___ Exercise text
Anoka County History: The mystery, curiosity continues

In the previous few weeks, I’ve been writing about the Kline family history in Anoka.

Last time, I introduced the limestone house that Harry Kline built, a home that my wife and I would later purchase.

The home has been called “the rock on Rice,” “the fortress,” and, by some, “the stone castle.” Others even called it “the hospital.”

We married in 1949 and our first home was 318 Rice Street — just across the street from the Kline home at 317 Rice St.

One year later, on Nov. 1, 1950, we moved into our new home that we built on Bowers Drive in Ramsey—on the Mississippi River. We lived there for 10 years and raised six children.

Needless to say, that resulted in many trips to town for school activities, Boy Scouts, dancing school, athletics, and church .

This made us decide to move back to town. We started looking in town in the spring of 1959.

One day, my wife said maybe we could buy that big stone house across from where we first lived. I said it was not for sale and we probably could not afford it anyway.

She asked me to call Mrs. Kline, the widow of Harry Kline, and ask her about it.

During the next month she asked me almost every day — so I finally called.

Mrs. Kline said she was thinking about downsizing and looking for a smaller place. She also said to call again after we sold our place in Ramsey.

We sold in May of 1960, and moved in to a duplex we owned next to my Chrysler dealership on West Main.
______
___ Input data
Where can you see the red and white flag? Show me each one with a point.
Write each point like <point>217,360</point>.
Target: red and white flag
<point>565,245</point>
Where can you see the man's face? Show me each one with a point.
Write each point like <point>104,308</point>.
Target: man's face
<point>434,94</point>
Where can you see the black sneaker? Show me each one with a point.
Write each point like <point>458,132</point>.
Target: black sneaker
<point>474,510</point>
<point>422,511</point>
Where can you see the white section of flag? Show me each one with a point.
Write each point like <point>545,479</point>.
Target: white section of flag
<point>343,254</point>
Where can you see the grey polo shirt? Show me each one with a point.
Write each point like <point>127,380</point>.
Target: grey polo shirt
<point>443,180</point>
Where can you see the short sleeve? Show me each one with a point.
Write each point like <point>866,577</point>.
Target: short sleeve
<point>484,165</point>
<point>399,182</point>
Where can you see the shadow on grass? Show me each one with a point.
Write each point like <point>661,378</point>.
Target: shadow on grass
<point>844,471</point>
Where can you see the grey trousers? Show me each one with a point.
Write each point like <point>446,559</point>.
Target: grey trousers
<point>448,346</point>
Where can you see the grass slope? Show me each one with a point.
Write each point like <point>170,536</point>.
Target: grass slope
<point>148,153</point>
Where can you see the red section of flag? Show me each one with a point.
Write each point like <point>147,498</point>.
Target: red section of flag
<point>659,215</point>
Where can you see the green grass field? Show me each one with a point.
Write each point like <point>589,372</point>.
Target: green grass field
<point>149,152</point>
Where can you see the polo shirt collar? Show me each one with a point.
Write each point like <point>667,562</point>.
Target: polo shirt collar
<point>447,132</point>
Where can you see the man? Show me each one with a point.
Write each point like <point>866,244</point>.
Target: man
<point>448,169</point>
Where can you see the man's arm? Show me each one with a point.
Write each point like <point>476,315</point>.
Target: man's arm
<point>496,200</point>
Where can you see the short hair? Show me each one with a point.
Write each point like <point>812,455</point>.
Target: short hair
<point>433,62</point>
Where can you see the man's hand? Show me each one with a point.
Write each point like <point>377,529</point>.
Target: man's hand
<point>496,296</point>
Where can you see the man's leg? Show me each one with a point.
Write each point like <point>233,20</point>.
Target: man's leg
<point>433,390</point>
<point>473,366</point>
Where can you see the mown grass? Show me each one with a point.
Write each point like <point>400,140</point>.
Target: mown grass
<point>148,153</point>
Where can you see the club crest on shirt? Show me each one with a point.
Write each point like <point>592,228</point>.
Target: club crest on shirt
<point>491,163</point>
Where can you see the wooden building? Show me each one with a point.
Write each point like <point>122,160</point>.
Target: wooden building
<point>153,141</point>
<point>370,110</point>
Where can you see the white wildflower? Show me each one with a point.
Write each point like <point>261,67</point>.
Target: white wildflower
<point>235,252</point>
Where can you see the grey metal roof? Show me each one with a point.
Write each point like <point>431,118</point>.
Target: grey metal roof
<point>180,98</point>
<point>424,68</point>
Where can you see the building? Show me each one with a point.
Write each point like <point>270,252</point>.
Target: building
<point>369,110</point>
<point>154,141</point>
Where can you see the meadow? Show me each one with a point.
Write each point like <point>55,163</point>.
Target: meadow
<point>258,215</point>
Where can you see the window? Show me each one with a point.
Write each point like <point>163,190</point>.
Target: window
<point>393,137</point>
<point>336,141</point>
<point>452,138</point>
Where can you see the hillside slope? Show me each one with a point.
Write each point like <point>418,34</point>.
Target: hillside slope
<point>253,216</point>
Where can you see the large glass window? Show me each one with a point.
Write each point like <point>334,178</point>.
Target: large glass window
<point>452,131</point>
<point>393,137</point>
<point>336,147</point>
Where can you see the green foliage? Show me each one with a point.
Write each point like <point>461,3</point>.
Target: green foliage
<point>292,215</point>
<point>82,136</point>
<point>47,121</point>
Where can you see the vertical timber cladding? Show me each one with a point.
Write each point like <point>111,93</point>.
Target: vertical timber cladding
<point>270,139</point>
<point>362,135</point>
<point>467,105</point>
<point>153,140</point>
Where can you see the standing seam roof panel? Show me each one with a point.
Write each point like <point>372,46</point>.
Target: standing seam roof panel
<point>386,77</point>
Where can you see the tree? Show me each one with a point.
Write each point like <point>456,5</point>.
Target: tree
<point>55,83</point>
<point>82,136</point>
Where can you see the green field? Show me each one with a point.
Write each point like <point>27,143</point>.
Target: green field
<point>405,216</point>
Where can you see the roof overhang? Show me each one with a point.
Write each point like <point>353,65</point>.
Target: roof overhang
______
- **Problems and tasks**:
**A.** In the Anoka County history text, on what date did the writer's family move into the home they built on Bowers Drive in Ramsey?
**B.** Resume the Anoka County history column about the Kline stone house, picking up right after its last sentence.

- **Response list**:
**A.** Nov. 1, 1950.

**B.**
I again called Mrs. Kline and told her we had sold. She said she would get busy and find a smaller place for herself.

She did just that and said that I could come alone to see if I wanted to show it to my wife.

It was very clean; however she was reluctant to show it because it had never decorated in the 30 years since it was built.

We set a date for me to see it and then called my wife—who was there in five minutes.

She loved it and saw what it needed and we bought it and moved in on May 1, 1961.

As soon as we bought it, the calls and requests started coming nonstop from friends and strangers asking when they could come and see it.

Several callers wanted to know if I would keep or sell the two Cord automobiles in the garage. I had to inform them that it was 1961 and the Cords were sold in 1946 — after Dr. Kline died.

Another interesting call came from a lady that lived two blocks away for the previous 30 years. She asked me when I intended to take down “all of that iron framework” that was going to become the clinic building.

Again, I had to tell her that it was 1961 and that all came down towards the end of World War II.

Another one I just cannot not forget was when a local grade school principal and two other ladies came to the door and said that they came to see the house.

My wife said we were not showing it. They pushed her out of the way and came in anyway.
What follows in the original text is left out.